• SHORT PROBLEM: Duplicate each of the following rows word for word.

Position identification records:
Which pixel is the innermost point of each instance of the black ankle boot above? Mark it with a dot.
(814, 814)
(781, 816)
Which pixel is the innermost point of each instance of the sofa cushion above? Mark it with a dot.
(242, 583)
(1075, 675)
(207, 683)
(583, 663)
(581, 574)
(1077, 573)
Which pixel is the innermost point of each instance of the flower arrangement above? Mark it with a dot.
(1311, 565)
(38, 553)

• SOLVED PROBLEM:
Which pixel is the innermost point of each instance of the black ankle boot above? Mark it with a dot.
(814, 814)
(781, 816)
Which pixel is the innermost point of each instance of the sofa cushion above? Mark it with a dot.
(242, 583)
(1075, 675)
(207, 683)
(583, 663)
(581, 574)
(1077, 573)
Which pixel is the innermost point of each instance of the flower arrangement above? Mark it with a dot.
(1311, 565)
(38, 553)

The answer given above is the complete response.